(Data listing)
○ ○ ○
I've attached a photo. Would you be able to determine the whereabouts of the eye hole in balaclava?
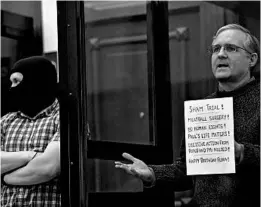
[10,56,57,117]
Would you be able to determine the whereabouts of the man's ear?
[249,53,258,68]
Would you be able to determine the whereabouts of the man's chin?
[215,74,230,82]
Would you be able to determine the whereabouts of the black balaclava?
[10,56,57,117]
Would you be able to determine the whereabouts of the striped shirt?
[1,100,61,207]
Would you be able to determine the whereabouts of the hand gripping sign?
[184,97,235,175]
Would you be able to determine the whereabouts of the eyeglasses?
[209,44,252,55]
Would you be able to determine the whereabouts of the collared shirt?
[1,100,61,207]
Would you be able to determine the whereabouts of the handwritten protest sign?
[184,98,235,175]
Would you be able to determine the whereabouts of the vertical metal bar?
[57,1,89,207]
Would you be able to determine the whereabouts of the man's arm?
[0,151,35,175]
[149,138,193,191]
[4,141,60,185]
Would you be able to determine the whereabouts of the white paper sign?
[184,98,235,175]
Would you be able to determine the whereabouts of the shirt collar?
[17,99,59,119]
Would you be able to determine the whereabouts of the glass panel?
[84,1,151,145]
[86,159,143,192]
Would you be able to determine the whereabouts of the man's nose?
[218,47,227,58]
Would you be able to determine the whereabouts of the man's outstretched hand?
[115,153,155,183]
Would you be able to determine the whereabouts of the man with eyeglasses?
[115,24,260,207]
○ ○ ○
Quote the entries above word for word. Leave the images out.

I've attached a photo. Would you be able to determine the whereabouts of the eye hole in balaclava?
[10,56,57,117]
Would you be able to determine the whereabouts of the man's ear?
[249,53,258,68]
Would you be able to determine the whereabouts of the man's chin?
[215,74,230,82]
Would you be able to determine the whereabouts of the black balaclava?
[10,56,57,117]
Would you be able to determine the whereabouts of the striped shirt?
[1,100,61,207]
Would you be able to determine the whereabouts of the hand gripping sign?
[184,97,235,175]
Would you be able to determine the whereabouts of the eyeglasses?
[209,44,252,55]
Would you be able to determine the whereabouts of the collared shirt?
[1,100,61,207]
Would you be able to determine the whereabouts of the handwritten protest sign?
[184,98,235,175]
Would you be able to determine the whereabouts of the vertical metal bar?
[57,1,89,207]
Would you be able to determine the whereabouts of the man's arm?
[0,151,35,175]
[149,138,193,191]
[4,141,60,185]
Would you be able to determine the whereabouts of the white paper sign?
[184,98,235,175]
Would you be able to determine the whereabouts of the shirt collar?
[17,99,59,119]
Would you be able to determine the whereabouts of the glass panel?
[84,1,151,145]
[86,159,143,192]
Would you be able to determine the whereabouts of the man's nose?
[218,47,227,58]
Would you be able to determine the whereabouts of the man's outstretched hand?
[115,153,155,183]
Would you be able to determine the whereabouts of the man with eyeglasses?
[115,24,260,207]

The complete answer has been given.